If you like watching Andy Griffith reruns, you might enjoy living in a small town in the listening area of High Plains Public Radio. Those of us who call these little burgs home enjoy a quality of life that is generally slow-paced, friendly, and satisfying on many levels. Life wasn’t always so idyllic.

In the early settlement years, survival was a struggle for those adventurous or desperate enough to leave established homes in Europe or lands east of the Missouri River. Those who took advantage of the Homestead Act discovered they paid more than the price their land was worth in sweat equity or in blood. Nobody learned these truths faster than immigrant families that arrived with limited resources and communication skills.

## STATED EXERCISE A
Answer these questions from the passage on small-town life in the High Plains.
(i) Whose reruns does the passage mention at its start?
(ii) Which law did some settlers take advantage of?
(iii) Who learned the hard truths about settlement faster than anyone?
## STATED EXERCISE B
Write the next part of the passage on small-town life in the High Plains, picking up right after its final sentence.

[Location labeling items]
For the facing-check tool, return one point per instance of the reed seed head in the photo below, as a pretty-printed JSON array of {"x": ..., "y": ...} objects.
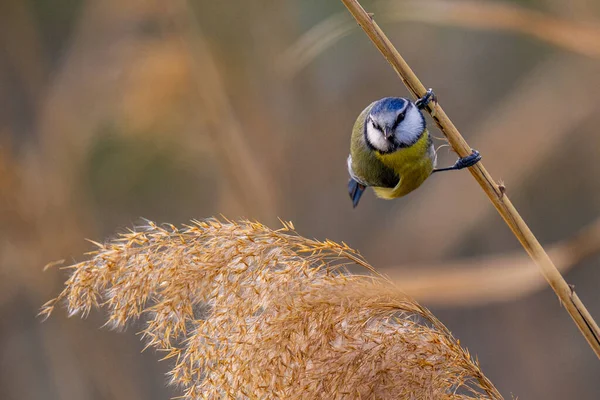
[{"x": 244, "y": 311}]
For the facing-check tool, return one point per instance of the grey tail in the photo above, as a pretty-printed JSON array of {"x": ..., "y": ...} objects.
[{"x": 355, "y": 190}]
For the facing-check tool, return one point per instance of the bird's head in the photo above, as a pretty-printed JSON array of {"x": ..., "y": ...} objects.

## EXERCISE OUTPUT A
(i) Andy Griffith's
(ii) The Homestead Act
(iii) Immigrant families that arrived with limited resources and communication skills

## EXERCISE OUTPUT B
Those of us who descend from these immigrant families grew up hearing our grandparents telling tales similar to those you’ll read in Willa Cather’s My Antonia. Our Swedish, Bohemian, German, Dutch, Norwegian, English and other foreign ancestors arrived by train or wagon to discover their first homes were dank, one room dugouts or simple soddies that barely sheltered the families that called them home. Cather details the harsh existence these newcomers faced through the experiences of the Shimerdas and other new arrivals to Black Hawk, Nebraska.

Through her pen, we learn about a first winter on the prairie with its accompanying dark memories and depression. We see teenage Antonia build unfeminine muscles and darken her complexion laboring like a grown man to help her family keep its farm. Through the narrator Jim’s eyes, we watch immigrant daughters sacrifice personal dreams to hire out to families and businesses in town where they clean, sew, scrub, iron, and cook their days into earnings to buy not feminine ribbons and frivolities but plows and seed for the family farm.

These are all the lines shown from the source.